Partnerschaft und Verbindung mit einem brei-ten Netzwerk von Unterstützung
In der Praxis ist es oft schwierig, Unterstützungsansätze im Bereich Arbeits- und Beschäftigungsbedingungen und den Wohn- oder Lebensbedingungen der mobilen Arbeitskräfte voneinander zu trennen, denn in der Praxis überschneiden sich diese Bereiche. Die Situation mobiler Arbeitsmigrant_innen, die unter der Flagge der Arbeitnehmerfreizügigkeit oder durch die Entsendung von Arbeitnehmenden angeworben werden, ist ganz anders als die eines heimischen Arbeitnehmenden, der sich entscheidet, für eine Zeitarbeitsfirma zu arbeiten. Die immer wieder auftretenden Missbrauchsfälle verdeutlichen: entscheidend sind die Arbeits-, Wohn- und Lebensbedingungen als Gesamtes. Um mobile Beschäftigte zu unterstützen, müssen Gewerkschaften daher oft in Partnerschaften mit NROs, nationalen zuständigen Behörden und Rechtsberatung treten. Aber auch Kontakte zur „Peer“-Gruppe und Selbstorganisationen sind relevant, um die mobilen Beschäftigten unterstützen zu können.

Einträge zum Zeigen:
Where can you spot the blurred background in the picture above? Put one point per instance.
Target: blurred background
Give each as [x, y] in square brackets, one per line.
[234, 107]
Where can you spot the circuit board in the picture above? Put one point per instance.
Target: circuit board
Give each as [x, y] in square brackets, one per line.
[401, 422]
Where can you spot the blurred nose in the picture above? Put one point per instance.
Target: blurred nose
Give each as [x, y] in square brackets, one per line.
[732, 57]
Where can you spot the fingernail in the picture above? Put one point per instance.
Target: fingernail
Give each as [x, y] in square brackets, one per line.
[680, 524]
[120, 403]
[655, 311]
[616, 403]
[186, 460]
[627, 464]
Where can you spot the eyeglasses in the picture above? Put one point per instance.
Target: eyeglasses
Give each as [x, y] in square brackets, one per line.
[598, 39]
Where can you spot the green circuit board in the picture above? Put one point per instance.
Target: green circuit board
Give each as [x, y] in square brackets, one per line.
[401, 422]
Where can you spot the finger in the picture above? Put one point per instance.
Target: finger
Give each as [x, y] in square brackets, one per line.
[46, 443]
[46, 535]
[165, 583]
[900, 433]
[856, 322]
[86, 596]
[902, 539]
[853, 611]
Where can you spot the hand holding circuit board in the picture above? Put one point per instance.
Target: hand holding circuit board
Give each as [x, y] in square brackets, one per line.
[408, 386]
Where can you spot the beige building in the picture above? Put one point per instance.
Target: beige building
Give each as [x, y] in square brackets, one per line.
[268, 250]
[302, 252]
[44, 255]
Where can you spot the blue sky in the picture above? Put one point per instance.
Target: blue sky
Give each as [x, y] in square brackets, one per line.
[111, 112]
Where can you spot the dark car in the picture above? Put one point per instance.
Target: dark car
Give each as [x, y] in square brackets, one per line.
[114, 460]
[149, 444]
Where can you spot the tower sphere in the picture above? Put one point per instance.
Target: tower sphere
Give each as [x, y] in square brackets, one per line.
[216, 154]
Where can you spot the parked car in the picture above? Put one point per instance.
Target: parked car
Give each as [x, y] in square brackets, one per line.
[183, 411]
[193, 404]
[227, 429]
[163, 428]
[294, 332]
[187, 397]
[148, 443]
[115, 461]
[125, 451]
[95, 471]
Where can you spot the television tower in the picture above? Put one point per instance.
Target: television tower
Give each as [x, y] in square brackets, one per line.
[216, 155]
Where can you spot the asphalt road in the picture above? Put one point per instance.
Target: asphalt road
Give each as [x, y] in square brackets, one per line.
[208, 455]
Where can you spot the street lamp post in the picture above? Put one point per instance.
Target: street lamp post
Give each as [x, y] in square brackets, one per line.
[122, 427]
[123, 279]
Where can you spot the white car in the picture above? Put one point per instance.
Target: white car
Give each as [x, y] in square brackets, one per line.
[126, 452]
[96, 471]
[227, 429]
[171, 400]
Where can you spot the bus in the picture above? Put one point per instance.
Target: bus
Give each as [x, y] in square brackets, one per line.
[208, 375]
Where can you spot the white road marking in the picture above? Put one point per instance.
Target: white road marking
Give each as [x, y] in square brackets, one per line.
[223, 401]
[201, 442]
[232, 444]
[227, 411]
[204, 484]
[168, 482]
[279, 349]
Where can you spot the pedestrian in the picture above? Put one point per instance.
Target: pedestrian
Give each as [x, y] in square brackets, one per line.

Ihre Aufgaben>
a – Prüfen Sie für jede der folgenden Aussagen, ob sie mit dem Text über mobile Beschäftigte übereinstimmt, und begründen Sie Ihr Ja oder Nein mit einem wörtlichen Zitat daraus. (i) Um mobile Beschäftigte zu unterstützen, gehen Gewerkschaften oft Partnerschaften mit NROs, Behörden und Rechtsberatung ein. (ii) Die Lage mobiler Arbeitsmigrant_innen gleicht weitgehend der eines heimischen Arbeitnehmenden bei einer Zeitarbeitsfirma. (iii) Kontakte zu Selbstorganisationen gelten als unwichtig.
b – Suchen Sie in den Einträgen jede Zeile heraus, in der das Wort „dark“ vorkommt, und schreiben Sie diese Zeilen ab.
Die Einträge haben mit dem Text über mobile Beschäftigte nichts zu tun.

Lösungen in Reihenfolge>
a –
(i) Ja: „müssen Gewerkschaften daher oft in Partnerschaften mit NROs, nationalen zuständigen Behörden und Rechtsberatung treten“
(ii) Nein: „ist ganz anders als die eines heimischen Arbeitnehmenden, der sich entscheidet, für eine Zeitarbeitsfirma zu arbeiten“
(iii) Nein: „Aber auch Kontakte zur „Peer“-Gruppe und Selbstorganisationen sind relevant“

b –
Where can you spot the dark car in the picture above? Put one point per instance.
Target: dark car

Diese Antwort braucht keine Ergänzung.